* [PROBLEM DESCRIPTION]
Your answer should be every line with the word "blue", copied from the data below.

* [DATA SUPPLIED]
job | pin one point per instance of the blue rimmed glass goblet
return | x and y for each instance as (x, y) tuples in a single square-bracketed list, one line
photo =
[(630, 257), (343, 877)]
==
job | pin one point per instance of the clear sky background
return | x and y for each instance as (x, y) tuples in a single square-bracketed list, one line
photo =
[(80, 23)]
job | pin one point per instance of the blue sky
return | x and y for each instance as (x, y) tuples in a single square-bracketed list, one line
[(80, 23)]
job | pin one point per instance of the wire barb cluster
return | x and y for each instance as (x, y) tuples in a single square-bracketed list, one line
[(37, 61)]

* [REPLY TO THE TASK]
job | pin one point per instance of the blue rimmed glass goblet
job | pin one point per instance of the blue sky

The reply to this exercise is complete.